▶ [What is needed] Please return each line from the rows below that contains the string "snow", copied in full. Matching is case-sensitive.

▶ [Input]

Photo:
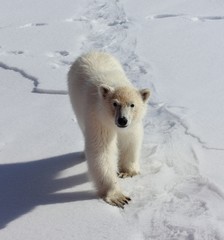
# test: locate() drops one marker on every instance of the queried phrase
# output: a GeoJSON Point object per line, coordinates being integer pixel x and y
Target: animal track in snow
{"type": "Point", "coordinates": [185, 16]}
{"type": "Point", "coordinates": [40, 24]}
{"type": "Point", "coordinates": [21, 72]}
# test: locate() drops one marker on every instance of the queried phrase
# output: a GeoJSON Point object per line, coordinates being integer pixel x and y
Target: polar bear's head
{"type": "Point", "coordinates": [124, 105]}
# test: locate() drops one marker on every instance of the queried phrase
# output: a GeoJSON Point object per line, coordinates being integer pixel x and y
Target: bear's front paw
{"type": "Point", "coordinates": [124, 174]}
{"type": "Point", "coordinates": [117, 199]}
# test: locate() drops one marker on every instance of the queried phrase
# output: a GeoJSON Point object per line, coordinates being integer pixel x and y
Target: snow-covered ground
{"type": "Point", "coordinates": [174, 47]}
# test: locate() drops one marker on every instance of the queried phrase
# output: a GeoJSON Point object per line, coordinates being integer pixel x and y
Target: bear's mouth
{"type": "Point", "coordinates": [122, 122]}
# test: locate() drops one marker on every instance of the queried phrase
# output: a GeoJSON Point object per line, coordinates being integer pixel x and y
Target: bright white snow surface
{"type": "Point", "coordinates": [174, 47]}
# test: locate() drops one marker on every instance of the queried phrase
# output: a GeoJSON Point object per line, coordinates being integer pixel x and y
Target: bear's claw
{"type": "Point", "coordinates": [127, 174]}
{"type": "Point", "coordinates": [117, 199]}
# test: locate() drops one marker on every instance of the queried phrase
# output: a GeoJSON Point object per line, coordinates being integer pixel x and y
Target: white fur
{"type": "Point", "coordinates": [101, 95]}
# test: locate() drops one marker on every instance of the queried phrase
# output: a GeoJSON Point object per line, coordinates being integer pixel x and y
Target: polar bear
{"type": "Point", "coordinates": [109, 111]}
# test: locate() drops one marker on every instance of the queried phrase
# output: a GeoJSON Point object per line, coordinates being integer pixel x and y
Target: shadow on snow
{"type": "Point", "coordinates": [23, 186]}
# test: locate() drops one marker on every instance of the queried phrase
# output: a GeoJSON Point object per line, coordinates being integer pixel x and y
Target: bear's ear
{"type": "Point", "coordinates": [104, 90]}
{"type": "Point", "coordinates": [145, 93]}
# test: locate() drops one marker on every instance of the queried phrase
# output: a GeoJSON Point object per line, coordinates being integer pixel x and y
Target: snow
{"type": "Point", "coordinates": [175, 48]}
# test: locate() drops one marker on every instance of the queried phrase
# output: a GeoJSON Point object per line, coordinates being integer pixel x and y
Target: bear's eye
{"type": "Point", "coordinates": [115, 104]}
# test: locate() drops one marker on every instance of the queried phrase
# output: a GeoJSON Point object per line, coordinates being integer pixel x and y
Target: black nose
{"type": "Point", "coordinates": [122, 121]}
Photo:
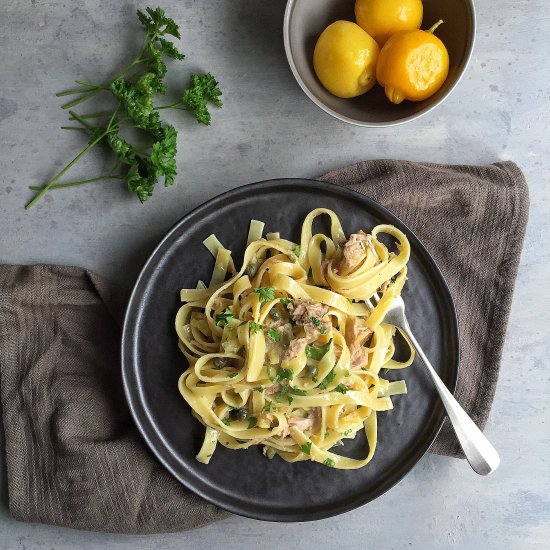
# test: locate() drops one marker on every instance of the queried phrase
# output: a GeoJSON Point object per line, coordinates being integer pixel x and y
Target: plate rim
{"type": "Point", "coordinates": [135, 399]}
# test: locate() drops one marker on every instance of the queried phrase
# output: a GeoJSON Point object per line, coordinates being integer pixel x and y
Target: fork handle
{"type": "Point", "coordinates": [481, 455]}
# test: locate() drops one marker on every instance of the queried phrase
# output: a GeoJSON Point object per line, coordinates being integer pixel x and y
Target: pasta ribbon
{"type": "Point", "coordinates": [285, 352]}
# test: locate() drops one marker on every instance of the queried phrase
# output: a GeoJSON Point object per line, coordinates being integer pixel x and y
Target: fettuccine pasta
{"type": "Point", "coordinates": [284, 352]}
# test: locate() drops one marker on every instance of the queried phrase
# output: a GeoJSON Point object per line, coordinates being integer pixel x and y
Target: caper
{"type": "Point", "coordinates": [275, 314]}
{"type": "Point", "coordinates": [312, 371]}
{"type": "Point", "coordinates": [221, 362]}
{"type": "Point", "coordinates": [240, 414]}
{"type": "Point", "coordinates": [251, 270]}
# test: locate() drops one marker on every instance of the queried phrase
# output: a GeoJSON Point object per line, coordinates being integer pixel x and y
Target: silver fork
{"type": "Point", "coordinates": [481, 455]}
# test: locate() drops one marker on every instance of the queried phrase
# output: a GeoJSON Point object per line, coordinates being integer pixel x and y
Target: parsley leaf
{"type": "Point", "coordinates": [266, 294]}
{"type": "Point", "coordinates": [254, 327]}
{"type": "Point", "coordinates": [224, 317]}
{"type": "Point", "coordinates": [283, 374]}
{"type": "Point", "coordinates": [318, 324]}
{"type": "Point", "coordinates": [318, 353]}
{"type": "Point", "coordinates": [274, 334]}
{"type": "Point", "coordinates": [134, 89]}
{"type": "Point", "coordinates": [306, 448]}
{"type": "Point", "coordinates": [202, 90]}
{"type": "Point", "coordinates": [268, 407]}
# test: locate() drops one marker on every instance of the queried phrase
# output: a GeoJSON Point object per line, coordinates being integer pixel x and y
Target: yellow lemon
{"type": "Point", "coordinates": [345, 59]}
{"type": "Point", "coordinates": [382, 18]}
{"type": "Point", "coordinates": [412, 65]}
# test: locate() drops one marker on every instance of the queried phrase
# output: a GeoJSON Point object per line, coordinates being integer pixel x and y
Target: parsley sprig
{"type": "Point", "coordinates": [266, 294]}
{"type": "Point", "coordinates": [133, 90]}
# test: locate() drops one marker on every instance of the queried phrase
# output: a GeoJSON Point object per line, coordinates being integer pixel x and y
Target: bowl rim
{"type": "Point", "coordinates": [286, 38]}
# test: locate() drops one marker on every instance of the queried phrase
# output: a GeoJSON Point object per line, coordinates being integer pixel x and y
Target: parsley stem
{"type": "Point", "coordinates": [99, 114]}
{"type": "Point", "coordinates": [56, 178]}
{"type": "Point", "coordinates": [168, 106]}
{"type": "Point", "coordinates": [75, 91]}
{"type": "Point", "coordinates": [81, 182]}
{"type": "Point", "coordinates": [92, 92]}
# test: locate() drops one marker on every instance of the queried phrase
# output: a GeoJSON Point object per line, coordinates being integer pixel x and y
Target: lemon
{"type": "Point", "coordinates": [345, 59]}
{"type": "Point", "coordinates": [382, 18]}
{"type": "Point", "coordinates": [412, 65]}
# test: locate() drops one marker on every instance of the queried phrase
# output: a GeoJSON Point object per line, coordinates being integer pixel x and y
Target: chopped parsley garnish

---

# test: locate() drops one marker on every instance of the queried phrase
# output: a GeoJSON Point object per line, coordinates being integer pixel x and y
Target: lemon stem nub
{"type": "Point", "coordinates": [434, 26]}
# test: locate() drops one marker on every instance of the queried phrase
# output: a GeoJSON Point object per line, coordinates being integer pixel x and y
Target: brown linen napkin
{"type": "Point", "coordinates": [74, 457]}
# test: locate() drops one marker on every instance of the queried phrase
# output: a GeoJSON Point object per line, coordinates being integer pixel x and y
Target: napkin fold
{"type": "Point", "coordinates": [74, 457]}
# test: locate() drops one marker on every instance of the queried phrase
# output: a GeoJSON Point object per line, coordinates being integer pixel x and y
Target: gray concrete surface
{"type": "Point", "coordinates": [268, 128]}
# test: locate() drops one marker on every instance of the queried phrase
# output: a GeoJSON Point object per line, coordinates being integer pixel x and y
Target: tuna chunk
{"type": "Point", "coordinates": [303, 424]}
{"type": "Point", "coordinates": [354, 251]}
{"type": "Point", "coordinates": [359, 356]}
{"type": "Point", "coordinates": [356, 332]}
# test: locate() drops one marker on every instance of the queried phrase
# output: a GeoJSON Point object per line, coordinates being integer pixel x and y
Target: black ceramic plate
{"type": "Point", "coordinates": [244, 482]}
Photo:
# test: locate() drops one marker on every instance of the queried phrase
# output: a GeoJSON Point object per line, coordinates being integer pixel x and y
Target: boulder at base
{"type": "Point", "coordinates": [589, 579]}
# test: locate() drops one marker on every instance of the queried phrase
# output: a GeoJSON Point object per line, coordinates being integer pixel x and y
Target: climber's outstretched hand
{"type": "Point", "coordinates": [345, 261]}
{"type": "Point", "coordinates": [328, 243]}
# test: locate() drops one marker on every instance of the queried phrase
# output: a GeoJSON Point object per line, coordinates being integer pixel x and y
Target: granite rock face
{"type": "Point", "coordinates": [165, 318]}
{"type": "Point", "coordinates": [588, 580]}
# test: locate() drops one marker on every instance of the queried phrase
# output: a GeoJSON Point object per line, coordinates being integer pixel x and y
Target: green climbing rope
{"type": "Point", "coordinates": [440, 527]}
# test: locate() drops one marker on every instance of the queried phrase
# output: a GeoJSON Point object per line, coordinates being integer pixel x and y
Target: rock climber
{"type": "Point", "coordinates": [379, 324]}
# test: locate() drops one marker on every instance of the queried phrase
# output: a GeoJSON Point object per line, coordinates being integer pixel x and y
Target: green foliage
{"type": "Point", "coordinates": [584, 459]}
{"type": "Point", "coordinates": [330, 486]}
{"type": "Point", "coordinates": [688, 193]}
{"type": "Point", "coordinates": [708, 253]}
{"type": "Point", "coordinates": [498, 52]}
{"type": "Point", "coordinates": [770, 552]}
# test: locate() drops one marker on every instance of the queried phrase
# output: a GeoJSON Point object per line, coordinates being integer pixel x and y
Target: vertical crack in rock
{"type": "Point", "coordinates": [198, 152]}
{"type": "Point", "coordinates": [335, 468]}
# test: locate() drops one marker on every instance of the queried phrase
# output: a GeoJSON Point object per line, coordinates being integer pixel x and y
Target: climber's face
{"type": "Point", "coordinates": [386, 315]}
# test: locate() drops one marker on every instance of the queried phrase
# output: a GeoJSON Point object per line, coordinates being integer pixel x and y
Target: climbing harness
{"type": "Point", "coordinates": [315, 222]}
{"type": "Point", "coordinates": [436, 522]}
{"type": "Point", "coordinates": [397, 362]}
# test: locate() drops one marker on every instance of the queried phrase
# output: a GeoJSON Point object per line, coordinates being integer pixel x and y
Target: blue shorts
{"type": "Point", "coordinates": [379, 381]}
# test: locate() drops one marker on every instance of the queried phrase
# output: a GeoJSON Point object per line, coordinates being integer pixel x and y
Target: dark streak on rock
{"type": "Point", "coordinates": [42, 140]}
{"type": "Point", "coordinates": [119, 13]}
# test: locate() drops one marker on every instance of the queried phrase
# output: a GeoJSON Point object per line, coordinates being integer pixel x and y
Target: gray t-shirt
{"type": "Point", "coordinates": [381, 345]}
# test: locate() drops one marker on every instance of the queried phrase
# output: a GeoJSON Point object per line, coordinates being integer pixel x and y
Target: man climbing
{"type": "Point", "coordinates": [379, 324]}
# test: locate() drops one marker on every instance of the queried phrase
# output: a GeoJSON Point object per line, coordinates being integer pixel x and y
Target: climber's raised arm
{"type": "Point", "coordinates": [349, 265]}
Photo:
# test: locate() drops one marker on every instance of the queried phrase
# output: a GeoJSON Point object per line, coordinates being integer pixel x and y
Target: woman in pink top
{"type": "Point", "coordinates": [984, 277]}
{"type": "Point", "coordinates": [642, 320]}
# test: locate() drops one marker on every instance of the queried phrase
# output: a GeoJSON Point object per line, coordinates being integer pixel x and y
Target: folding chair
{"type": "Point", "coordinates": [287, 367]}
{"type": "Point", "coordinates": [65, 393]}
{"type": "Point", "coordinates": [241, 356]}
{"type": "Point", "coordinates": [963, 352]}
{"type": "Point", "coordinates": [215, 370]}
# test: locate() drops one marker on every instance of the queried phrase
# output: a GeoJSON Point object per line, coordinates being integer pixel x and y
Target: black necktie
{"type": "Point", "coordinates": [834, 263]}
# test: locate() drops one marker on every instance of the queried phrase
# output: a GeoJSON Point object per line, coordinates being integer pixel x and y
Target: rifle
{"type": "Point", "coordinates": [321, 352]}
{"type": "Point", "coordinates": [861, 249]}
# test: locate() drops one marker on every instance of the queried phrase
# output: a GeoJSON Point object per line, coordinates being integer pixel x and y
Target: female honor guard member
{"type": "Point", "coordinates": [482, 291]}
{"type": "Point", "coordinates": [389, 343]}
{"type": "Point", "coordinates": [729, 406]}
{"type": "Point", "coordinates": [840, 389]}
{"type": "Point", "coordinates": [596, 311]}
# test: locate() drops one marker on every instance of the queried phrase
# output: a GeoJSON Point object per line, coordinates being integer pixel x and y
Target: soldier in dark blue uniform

▶ [Finished answer]
Target: animal track in snow
Target: snow-covered ground
Target: bright white snow surface
Target: shadow on snow
Target: snow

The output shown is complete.